Problème à résoudre » D’après l’extrait, quel ensemble a créé À Corinna n° II ?

En recueillant moi-même les dimètres choriambiques cultivés par Corinna, j’ai fait germer mes propres variations rythmiques. Cependant, ici, les cellules initiales, comme les graines d’un microcosme, ne sont en réalité que les reflets mouvants d’une grande forme qui régit l’ensemble (macrocosme). Dans cette mouvance, certains épisodes viennent nuancer et atténuer la perception du temps, sans la dissoudre totalement ; c’est presque un arrêt sur image où s’enchaînent les mille nuances d’un lever de soleil, un tempo sospeso où s’estompent les encres et tâches qui ensanglantent encore les ciels d’automne ; ils ont pu sidérer l’antique poétesse et inspirer un tel chant :
Aurore, laissant l’onde
d’Océan, a bu la sainte
lumière de la lune dans le ciel
Évoquant le quatuor op.18 n° II, Michèle Tosi écrit : « [les rythmes] tressent l’écriture du quatuor, dans une combinatoire aussi raffinée que secrète. La pièce d’un seul tenant alterne fulgurances rythmiques et plages plus étales, renouvelant d’autant les couleurs et les textures dans un spectre souvent très déployé. La constellation des pizzicati crépitants sous les doigts des interprètes dans la partie centrale est somptueuse dans l’acoustique généreuse de l’église, qui met idéalement en valeur le geste souple et inventif d’une écriture dont Ducol fait ployer les lignes avec une élégance toute singulière. »
Commande de Radio-France (1989)
À Corinna n° II a été créé par le quatuor Béla le 19 août 2015 au Festival international de quatuors du Lubéron.

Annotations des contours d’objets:
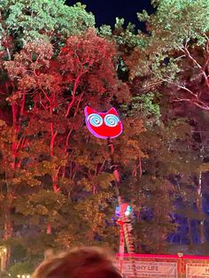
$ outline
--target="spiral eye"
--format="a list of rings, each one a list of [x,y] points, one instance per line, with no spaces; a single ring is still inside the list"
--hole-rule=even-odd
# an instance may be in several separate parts
[[[92,113],[88,116],[87,120],[89,121],[93,127],[100,127],[103,124],[103,118],[98,114]]]
[[[104,123],[107,127],[116,127],[118,125],[119,122],[119,118],[113,114],[107,114],[104,117]]]

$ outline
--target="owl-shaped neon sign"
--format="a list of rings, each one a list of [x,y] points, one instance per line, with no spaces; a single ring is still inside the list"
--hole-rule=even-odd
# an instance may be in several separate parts
[[[89,132],[97,138],[115,138],[122,133],[122,122],[112,107],[106,112],[98,112],[89,106],[84,110]]]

Corrigé » Le quatuor Béla.